(Extract provided Opens)

Atwood Oceanics, Inc.

Stressed energy markets led us to invest in senior bonds of offshore driller Atwood Oceanics (NYSE:ATW). The bonds were purchased at attractive prices relative to the backlog of future cash flow from drilling operations and the value of Atwood’s modernized fleet. Thus far, Atwood has weathered tough conditions as the industry slowly rebalances between rig supply and demand in a lower commodity price environment. Atwood’s management has reduced cash operating costs by 25% while extending contracts with customers and suppliers. Atwood also reduced the outstanding senior bond class by over 30% through debt repurchases and raised liquidity through an equity offering. All actions combine to give us comfort that Atwood is positioned to capitalize on the eventual upcycle.

(Extract provided Closes)

**Exercise aim**
Copy the passage on the Atwood Oceanics bond investment word for word, from "Stressed energy markets" up to and including "the eventual upcycle.". The data after this point was drawn from a separate source.

(Study material Opens)

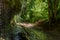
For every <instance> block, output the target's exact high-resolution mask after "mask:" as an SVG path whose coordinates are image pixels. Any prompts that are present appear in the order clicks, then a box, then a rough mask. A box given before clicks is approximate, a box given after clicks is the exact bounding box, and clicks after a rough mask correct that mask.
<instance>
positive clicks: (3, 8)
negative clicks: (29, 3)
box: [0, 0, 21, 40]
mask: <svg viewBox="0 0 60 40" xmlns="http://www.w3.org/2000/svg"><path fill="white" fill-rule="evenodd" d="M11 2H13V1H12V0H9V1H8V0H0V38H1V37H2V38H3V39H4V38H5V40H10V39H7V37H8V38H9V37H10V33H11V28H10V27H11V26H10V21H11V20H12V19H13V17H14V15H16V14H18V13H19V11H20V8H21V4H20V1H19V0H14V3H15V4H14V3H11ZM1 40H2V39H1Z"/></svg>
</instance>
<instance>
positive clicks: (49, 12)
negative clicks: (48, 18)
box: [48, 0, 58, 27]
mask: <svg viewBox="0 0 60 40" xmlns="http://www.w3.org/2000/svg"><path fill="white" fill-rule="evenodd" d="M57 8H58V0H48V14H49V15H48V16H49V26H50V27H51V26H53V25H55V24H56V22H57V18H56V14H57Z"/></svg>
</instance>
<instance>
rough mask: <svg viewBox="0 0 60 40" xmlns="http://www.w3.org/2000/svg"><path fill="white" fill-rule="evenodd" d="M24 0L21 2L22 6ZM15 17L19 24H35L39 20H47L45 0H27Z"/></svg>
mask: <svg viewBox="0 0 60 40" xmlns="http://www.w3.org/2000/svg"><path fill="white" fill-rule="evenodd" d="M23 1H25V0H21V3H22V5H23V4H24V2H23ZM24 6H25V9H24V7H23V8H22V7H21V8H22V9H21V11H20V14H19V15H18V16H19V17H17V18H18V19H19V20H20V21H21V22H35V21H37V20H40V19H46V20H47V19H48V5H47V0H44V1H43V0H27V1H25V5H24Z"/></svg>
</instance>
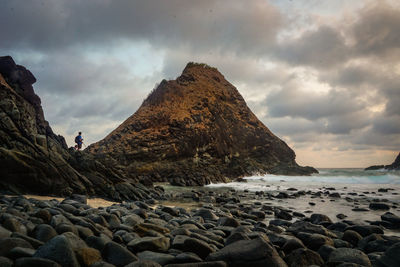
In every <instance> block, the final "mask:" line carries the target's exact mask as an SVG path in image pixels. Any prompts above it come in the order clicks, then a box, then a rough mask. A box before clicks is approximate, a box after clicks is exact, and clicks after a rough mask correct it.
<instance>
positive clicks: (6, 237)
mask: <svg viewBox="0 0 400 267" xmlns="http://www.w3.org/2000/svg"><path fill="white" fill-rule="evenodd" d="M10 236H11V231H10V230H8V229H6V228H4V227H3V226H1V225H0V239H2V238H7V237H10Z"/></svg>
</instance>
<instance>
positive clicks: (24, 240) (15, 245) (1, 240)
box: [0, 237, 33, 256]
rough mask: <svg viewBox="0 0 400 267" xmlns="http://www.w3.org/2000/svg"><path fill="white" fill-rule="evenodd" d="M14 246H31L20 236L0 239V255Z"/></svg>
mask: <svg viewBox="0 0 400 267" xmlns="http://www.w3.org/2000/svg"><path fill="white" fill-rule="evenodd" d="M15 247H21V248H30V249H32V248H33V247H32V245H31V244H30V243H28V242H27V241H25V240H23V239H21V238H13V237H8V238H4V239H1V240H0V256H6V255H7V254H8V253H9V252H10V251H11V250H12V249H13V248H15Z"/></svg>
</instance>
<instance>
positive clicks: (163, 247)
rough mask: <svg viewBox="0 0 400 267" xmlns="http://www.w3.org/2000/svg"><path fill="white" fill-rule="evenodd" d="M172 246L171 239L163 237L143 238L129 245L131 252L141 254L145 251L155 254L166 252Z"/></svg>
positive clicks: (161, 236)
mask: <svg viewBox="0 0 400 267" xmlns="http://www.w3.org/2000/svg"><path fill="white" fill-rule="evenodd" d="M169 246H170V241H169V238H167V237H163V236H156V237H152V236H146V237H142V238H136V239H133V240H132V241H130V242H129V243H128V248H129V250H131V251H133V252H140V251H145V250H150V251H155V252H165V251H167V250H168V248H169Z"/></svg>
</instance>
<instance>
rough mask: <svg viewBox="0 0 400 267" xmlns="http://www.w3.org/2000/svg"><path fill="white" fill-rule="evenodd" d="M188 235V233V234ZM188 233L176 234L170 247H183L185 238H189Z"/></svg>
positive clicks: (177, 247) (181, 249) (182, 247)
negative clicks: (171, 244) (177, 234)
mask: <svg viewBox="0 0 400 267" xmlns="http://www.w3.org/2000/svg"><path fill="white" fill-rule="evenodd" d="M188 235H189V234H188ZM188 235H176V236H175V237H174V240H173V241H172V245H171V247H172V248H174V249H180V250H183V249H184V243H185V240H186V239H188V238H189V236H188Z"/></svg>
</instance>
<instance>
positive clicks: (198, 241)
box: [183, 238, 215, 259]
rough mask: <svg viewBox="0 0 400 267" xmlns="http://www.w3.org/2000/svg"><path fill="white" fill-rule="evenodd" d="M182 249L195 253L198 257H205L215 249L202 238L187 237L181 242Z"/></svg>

(Study material Closes)

**Response**
Stressed energy markets led us to invest in senior bonds of offshore driller Atwood Oceanics (NYSE:ATW). The bonds were purchased at attractive prices relative to the backlog of future cash flow from drilling operations and the value of Atwood’s modernized fleet. Thus far, Atwood has weathered tough conditions as the industry slowly rebalances between rig supply and demand in a lower commodity price environment. Atwood’s management has reduced cash operating costs by 25% while extending contracts with customers and suppliers. Atwood also reduced the outstanding senior bond class by over 30% through debt repurchases and raised liquidity through an equity offering. All actions combine to give us comfort that Atwood is positioned to capitalize on the eventual upcycle.